▶ _Study text_:
►

'Good Enough is the New Perfect' Author Hollee Temple

As co-author of Good Enough Is the New Perfect: Finding Happiness and Success in Modern Motherhood, Hollee Temple found she had to re-evaluate her career in law to gain order in her life.

Hollee Temple was a hard-working, straight-A student who had success on the brain from the start. She held herself to the highest standards, so no one was surprised when she landed a challenging job at a prominent Pittsburgh law firm.
However, after having her dream job for four years, Temple reached an unexpected turning point: Her vision of success was changing.

At the time, she was spending hours away from her husband and precocious, redheaded baby boy, wondering if it was worth it. “With law, time is the commodity,” Temple says. “And I knew I didn’t want to be a timekeeper.

“I looked around [the] law firm and saw that there were only a handful of women who had made it to the highest rung of partnership—and even fewer of them were mothers.”

To the shock of friends and colleagues, Temple quit her job and began teaching law at West Virginia University in Morgantown, W.Va. In comparison, the job pays far less money and brings considerably less prestige. But the work is fulfilling, and her son—who now has an equally precocious younger brother—is thriving.

It was a hard transition, Temple says, but one she doesn’t regret. “It was a conscious decision on our part that we wanted to slow down.”

◄

▶ _Work instructions_:
(1) In the profile of Hollee Temple, list every member of her family that the text mentions.
(2) Write the next paragraph of the Hollee Temple profile, picking up right after its final sentence.

(Natural language region descriptions)
►

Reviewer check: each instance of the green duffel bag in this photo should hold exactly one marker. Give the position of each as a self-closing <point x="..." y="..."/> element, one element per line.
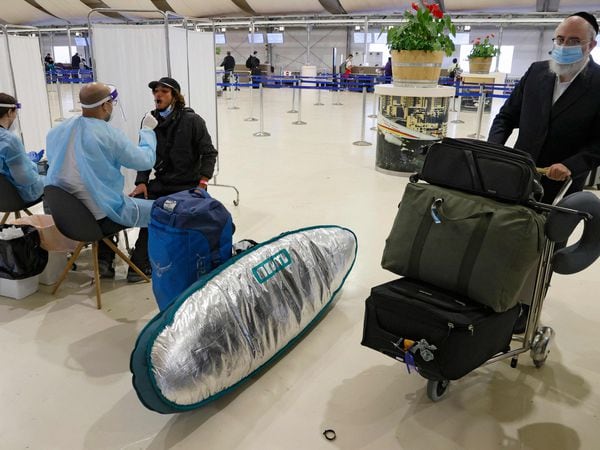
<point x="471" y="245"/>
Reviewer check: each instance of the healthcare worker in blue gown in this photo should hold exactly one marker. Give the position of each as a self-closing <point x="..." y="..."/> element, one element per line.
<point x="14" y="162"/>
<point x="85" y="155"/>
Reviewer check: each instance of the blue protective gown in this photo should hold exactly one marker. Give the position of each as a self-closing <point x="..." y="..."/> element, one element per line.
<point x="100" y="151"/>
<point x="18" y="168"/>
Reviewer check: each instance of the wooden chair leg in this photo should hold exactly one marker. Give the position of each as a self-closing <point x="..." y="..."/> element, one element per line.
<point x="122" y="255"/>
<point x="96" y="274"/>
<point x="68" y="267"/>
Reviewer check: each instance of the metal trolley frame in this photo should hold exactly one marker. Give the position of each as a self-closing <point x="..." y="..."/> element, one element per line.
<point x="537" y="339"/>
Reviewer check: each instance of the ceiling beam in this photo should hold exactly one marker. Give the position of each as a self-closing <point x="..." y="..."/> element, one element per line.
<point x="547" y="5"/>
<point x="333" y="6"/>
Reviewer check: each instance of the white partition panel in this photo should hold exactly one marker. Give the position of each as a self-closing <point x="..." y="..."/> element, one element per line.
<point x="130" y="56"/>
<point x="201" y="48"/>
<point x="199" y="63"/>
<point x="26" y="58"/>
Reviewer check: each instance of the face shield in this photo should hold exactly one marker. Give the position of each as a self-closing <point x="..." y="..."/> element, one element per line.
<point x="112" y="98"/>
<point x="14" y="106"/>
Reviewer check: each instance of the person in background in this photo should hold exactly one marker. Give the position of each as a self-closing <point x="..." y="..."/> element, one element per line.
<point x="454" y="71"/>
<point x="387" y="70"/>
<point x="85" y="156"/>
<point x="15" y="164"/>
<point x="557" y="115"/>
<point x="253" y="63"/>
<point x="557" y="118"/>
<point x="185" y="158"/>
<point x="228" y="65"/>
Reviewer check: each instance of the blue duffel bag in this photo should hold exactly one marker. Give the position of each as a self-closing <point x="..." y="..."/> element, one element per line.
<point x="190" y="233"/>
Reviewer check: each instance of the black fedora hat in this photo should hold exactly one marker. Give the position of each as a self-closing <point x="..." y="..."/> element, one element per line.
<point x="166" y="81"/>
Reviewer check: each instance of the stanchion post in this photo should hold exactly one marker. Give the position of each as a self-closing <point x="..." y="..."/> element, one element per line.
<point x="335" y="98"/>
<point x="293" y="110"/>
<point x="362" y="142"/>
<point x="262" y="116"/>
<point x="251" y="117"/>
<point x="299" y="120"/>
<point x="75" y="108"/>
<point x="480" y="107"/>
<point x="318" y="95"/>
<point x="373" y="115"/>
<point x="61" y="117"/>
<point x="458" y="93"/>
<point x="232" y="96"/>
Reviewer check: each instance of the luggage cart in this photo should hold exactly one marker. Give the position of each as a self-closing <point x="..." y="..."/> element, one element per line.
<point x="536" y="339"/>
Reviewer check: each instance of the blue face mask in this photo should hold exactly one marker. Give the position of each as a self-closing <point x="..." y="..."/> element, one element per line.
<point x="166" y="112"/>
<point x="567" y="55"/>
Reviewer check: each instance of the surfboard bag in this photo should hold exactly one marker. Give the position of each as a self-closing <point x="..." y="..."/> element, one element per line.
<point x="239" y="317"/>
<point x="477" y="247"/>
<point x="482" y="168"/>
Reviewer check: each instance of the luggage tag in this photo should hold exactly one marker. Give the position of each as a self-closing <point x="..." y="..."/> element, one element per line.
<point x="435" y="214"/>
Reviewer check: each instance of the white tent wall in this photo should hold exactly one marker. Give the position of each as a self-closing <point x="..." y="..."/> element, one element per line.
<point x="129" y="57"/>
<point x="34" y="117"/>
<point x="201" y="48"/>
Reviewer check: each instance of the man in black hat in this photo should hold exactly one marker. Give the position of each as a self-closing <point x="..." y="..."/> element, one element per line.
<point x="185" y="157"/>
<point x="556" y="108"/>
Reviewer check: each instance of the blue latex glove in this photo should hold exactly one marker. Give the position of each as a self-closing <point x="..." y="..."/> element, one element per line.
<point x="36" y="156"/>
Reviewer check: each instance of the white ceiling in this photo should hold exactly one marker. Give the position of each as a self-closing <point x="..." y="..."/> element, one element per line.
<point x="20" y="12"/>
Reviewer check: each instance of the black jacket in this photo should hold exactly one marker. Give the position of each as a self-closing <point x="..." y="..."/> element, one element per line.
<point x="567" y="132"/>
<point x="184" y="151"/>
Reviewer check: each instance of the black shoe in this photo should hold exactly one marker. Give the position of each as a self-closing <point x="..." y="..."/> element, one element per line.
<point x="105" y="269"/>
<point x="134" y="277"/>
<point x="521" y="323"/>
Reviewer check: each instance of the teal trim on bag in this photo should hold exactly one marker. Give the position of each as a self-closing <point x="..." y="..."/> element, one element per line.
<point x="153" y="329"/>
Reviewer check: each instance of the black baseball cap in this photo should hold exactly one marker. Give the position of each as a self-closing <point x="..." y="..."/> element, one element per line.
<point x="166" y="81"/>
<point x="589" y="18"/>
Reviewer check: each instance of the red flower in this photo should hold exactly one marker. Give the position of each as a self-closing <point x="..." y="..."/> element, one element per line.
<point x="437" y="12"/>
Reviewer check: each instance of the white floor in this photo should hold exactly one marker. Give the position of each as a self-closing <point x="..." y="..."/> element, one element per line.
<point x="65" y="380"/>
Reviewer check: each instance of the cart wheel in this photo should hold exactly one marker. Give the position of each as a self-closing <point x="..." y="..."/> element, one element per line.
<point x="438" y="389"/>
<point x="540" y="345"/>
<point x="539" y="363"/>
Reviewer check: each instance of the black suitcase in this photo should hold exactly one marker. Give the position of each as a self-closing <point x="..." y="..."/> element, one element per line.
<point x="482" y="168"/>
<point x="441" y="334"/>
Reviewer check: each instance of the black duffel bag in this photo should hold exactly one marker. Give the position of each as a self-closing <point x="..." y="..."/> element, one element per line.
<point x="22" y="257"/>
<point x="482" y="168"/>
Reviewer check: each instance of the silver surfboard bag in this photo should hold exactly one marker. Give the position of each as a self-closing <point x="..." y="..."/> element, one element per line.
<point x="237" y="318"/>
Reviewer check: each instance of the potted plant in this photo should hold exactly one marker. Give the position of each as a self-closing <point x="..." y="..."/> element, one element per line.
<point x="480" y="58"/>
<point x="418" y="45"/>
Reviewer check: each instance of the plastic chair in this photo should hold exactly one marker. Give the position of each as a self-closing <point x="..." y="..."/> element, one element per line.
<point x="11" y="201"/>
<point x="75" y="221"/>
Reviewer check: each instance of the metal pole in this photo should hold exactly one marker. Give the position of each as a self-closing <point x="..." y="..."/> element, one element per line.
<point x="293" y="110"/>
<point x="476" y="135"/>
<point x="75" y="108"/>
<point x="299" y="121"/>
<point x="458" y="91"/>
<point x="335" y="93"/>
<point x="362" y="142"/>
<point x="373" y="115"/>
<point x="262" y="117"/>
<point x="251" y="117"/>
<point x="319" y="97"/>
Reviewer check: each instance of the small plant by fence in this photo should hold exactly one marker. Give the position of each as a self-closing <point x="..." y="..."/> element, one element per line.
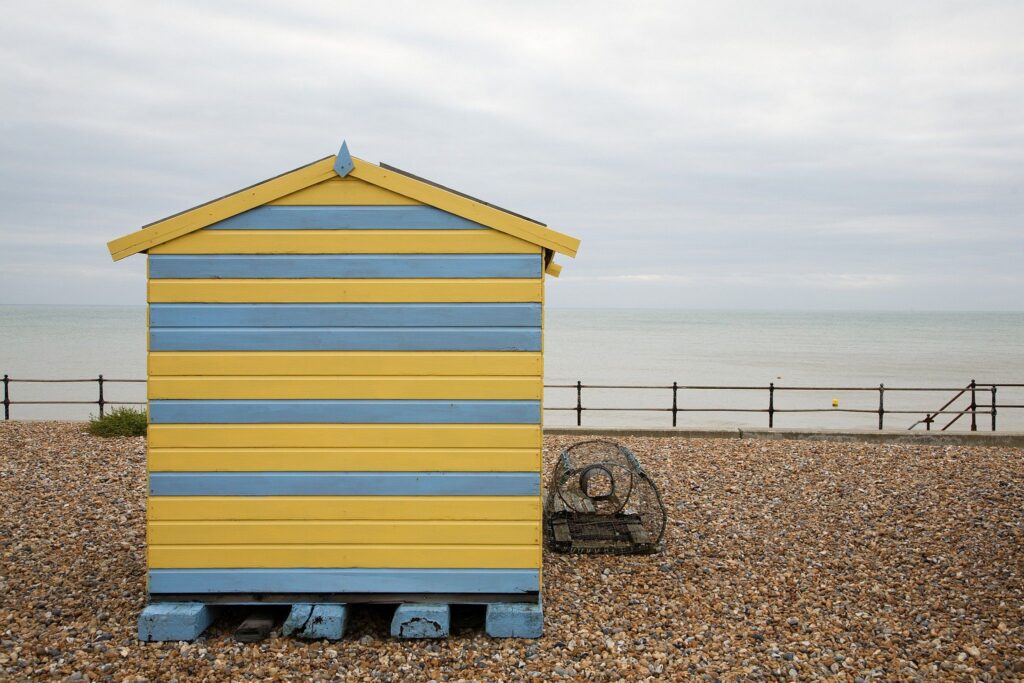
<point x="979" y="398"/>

◄

▶ _Expected outputs_:
(1) Her husband, her son (the redheaded baby boy), and her son's younger brother.

(2)
The biggest challenge was building a new life without a blueprint to follow. “Defining your own success,” she says, “that’s so hard for the Type As. We always got gold stars and the ‘A’ while in school.”

With all of the career and childcare options now available for women, we’re each charting a completely different course, and it’s difficult to figure out whether we’re succeeding, she says.

“We have to be the ones evaluating ourselves and saying we’re doing a good job,” she says, and women tend to be hard on themselves about that.

As she experienced all of this, Temple decided to collaborate with friend Becky Beaupre Gillespie on a book, Good Enough is the New Perfect: Finding Happiness and Success in Modern Motherhood, that’s set to be released this month by Harlequin.

Interviewing women for the book helped Temple “make peace with [her] choices,” and it also showed her that women across the country are struggling to define what defines success in motherhood and in career life.

“There is all this mother guilt that so many women need to find a way to make peace with,” she says. “It’s a major reason I wanted to write the book: to see what was out there and to talk to moms who had successfully navigated this.”
What connection do you have to Pittsburgh?

I was born at Magee [-Womens Hospital of UPMC]. I went to Upper St. Clair High School [and] graduated in 1992. I went away to college then law school and moved back to Pittsburgh in 1999.

PM: Tell us about your job at WVU.
HT: I’m a professor at the law school, so I interact with students a lot. I’m there to be their champion, their mentor.

How has your career change impacted your family?

I drive a 2003 Honda, and we don’t go on a lot of fancy vacations. But we have a great life here, and our kids are thriving. We sit down to eat dinner together almost every night and talk about what the best parts of the day were and what our challenges were.

Was it hard to change your view of success?
It’s been a process for me. It’s not easy for me to modify or to deviate from that linear path I had always followed—straight and narrow to the top.

In the book, you talk about the new “mommy wars.” How have things changed?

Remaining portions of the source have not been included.